### TASK DESCRIPTION
Go through the data below and copy it exactly, skipping every picture.

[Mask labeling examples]
════════════════

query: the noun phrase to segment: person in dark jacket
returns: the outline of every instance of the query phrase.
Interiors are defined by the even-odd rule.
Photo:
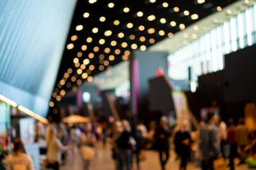
[[[168,127],[168,118],[163,116],[160,120],[160,126],[156,130],[155,139],[156,139],[156,147],[159,153],[161,165],[163,170],[169,159],[169,138],[171,133]],[[165,154],[164,159],[163,153]]]

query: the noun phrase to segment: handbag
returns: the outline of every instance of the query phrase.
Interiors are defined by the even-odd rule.
[[[84,160],[92,160],[95,157],[95,150],[93,147],[83,145],[81,146],[81,152]]]

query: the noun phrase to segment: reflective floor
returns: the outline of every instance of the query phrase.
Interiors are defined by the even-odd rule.
[[[166,164],[166,170],[178,170],[180,161],[176,160],[175,153],[171,152],[171,158]],[[236,164],[238,160],[236,160]],[[135,160],[134,160],[135,162]],[[83,160],[78,150],[75,150],[74,154],[68,158],[67,164],[61,167],[61,170],[83,170]],[[109,146],[107,146],[106,148],[102,148],[101,145],[98,145],[97,157],[95,160],[92,160],[90,165],[90,170],[115,170],[115,165],[111,159],[111,153]],[[136,170],[134,164],[133,170]],[[140,170],[161,170],[159,162],[157,152],[154,151],[147,151],[147,159],[141,162]],[[188,170],[200,170],[201,168],[196,167],[193,163],[189,163]],[[245,164],[236,167],[236,170],[246,170],[256,169],[249,169]]]

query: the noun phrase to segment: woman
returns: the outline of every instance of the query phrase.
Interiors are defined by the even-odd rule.
[[[6,160],[6,170],[34,170],[32,160],[26,153],[22,141],[16,139],[13,143],[13,153]]]
[[[67,148],[57,138],[54,129],[49,129],[46,141],[47,167],[54,170],[58,170],[60,169],[60,164],[61,162],[61,152],[65,151]]]
[[[95,155],[95,145],[96,143],[96,138],[92,132],[92,124],[87,123],[84,126],[84,132],[83,132],[81,136],[81,145],[83,146],[87,146],[90,148],[92,154],[94,157]],[[90,167],[90,163],[92,158],[86,158],[84,157],[84,169],[88,170]]]

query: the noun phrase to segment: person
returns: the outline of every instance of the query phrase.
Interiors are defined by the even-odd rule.
[[[234,170],[234,159],[237,155],[237,134],[236,126],[234,125],[234,121],[232,118],[229,118],[228,120],[227,141],[230,145],[228,166],[230,167],[230,170]]]
[[[31,157],[26,153],[22,141],[16,139],[13,151],[6,160],[6,170],[34,170]]]
[[[53,127],[49,129],[48,132],[46,145],[47,152],[46,153],[46,160],[47,167],[54,170],[60,169],[60,164],[61,162],[61,153],[67,150],[67,147],[64,146],[56,136],[56,132]]]
[[[240,162],[238,165],[245,164],[245,147],[248,144],[249,130],[244,125],[244,119],[240,118],[237,126],[237,146],[240,148]]]
[[[92,125],[90,122],[86,123],[84,125],[84,132],[83,132],[81,135],[81,142],[82,146],[86,146],[95,148],[95,145],[97,141],[96,137],[92,132]],[[91,160],[84,159],[84,169],[89,170],[90,163]]]
[[[156,149],[159,152],[161,166],[163,170],[164,170],[164,166],[169,159],[169,138],[171,133],[168,126],[168,118],[163,116],[160,118],[160,126],[156,130],[155,139]],[[164,159],[163,153],[165,155]]]
[[[174,141],[175,148],[179,147],[181,161],[180,170],[186,169],[188,159],[190,155],[191,137],[189,132],[189,122],[184,120],[181,122],[180,130],[176,133]]]
[[[219,156],[219,134],[214,113],[208,113],[206,122],[200,132],[202,167],[203,170],[213,170],[213,160]]]
[[[122,134],[116,140],[117,146],[117,169],[122,170],[125,167],[126,170],[132,168],[132,153],[130,148],[129,139],[131,136],[131,127],[127,120],[122,121],[120,129]]]

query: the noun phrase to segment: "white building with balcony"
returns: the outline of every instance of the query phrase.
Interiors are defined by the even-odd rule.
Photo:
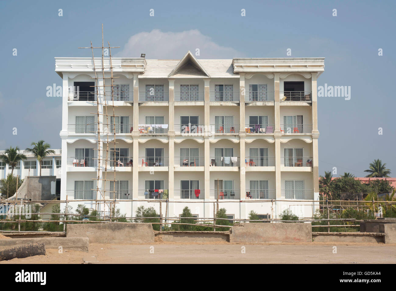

════════════════

### CORRECT RESPONSE
query: the noun phrase to segment: person in dark jacket
returns: the outline of every instance of the query phrase.
Interiors are defined by the even-odd rule.
Photo:
[[[168,127],[168,118],[163,116],[160,120],[160,126],[156,130],[155,139],[156,139],[156,147],[159,153],[161,165],[163,170],[169,159],[169,138],[171,133]],[[165,154],[164,159],[163,153]]]

query: the noun phrase to segment: handbag
returns: the outline of every instance of the query phrase.
Interiors are defined by the even-odd rule.
[[[84,160],[92,160],[95,157],[95,150],[93,147],[83,145],[81,146],[81,152]]]

query: the noun phrase to segment: reflective floor
returns: the outline of every instance of the query phrase.
Interiors are defined by the even-odd rule.
[[[166,164],[166,170],[178,170],[180,161],[176,160],[175,153],[171,152],[171,158]],[[236,164],[238,160],[236,160]],[[135,160],[134,160],[135,162]],[[83,160],[78,150],[75,150],[74,154],[68,158],[67,164],[61,167],[61,170],[83,170]],[[109,146],[107,146],[106,148],[102,148],[101,145],[98,145],[97,157],[95,160],[92,160],[90,165],[90,170],[115,170],[115,165],[111,159],[111,153]],[[136,170],[134,164],[133,170]],[[140,170],[161,170],[159,162],[157,152],[154,151],[147,151],[147,159],[141,162]],[[188,170],[200,170],[201,168],[196,167],[193,163],[189,163]],[[245,164],[236,167],[236,170],[246,170],[256,169],[249,169]]]

query: the noun phrase to segment: woman
returns: the outline of every instance of the query phrase.
Interiors are defined by the even-odd rule.
[[[6,160],[6,170],[34,170],[32,160],[26,153],[22,141],[16,139],[13,143],[13,153]]]
[[[67,148],[57,138],[54,129],[49,129],[46,141],[47,167],[54,170],[58,170],[60,169],[60,164],[61,162],[61,152],[65,151]]]
[[[95,155],[95,145],[96,143],[96,138],[92,132],[92,124],[87,123],[84,126],[84,132],[83,132],[81,136],[81,145],[83,146],[87,146],[90,148],[92,154],[94,157]],[[90,167],[90,163],[92,158],[86,158],[84,157],[84,169],[88,170]]]

query: the noun phrase to segment: person
returns: the outline of every instance of the query phrase.
Interiors are defined by the even-odd rule.
[[[234,170],[234,159],[237,155],[237,134],[236,126],[234,125],[234,121],[232,118],[229,118],[228,120],[227,141],[230,145],[228,166],[230,167],[230,170]]]
[[[31,157],[26,153],[22,141],[16,139],[13,151],[6,160],[6,170],[34,170]]]
[[[53,127],[49,129],[48,132],[46,145],[47,152],[46,153],[46,160],[47,167],[54,170],[60,169],[60,164],[61,162],[61,153],[67,150],[67,147],[64,146],[56,136],[56,132]]]
[[[240,162],[238,165],[245,164],[245,147],[248,144],[249,130],[244,125],[244,119],[240,118],[237,126],[237,146],[240,148]]]
[[[92,125],[90,122],[86,123],[84,125],[84,132],[83,132],[81,135],[81,142],[82,146],[86,146],[95,148],[95,145],[97,141],[96,137],[92,132]],[[91,160],[84,159],[84,169],[89,170],[90,163]]]
[[[156,149],[159,152],[161,166],[163,170],[164,170],[164,166],[169,159],[169,138],[171,133],[168,126],[168,118],[163,116],[160,118],[160,126],[156,130],[155,139]],[[164,159],[163,153],[165,155]]]
[[[174,141],[175,148],[179,147],[181,161],[180,170],[186,169],[188,159],[190,155],[191,137],[189,132],[189,122],[184,120],[181,122],[180,130],[176,133]]]
[[[219,156],[219,134],[214,113],[208,113],[206,122],[200,132],[202,167],[203,170],[213,170],[213,160]]]
[[[122,134],[116,140],[117,146],[117,169],[122,170],[125,167],[126,170],[132,168],[132,153],[130,148],[129,139],[131,136],[131,127],[127,120],[122,121],[120,129]]]

query: the noun phrase to segment: "white building with balcony"
returns: the outline of every instance of the query phrase.
Interiors are defined by the even-odd rule.
Photo:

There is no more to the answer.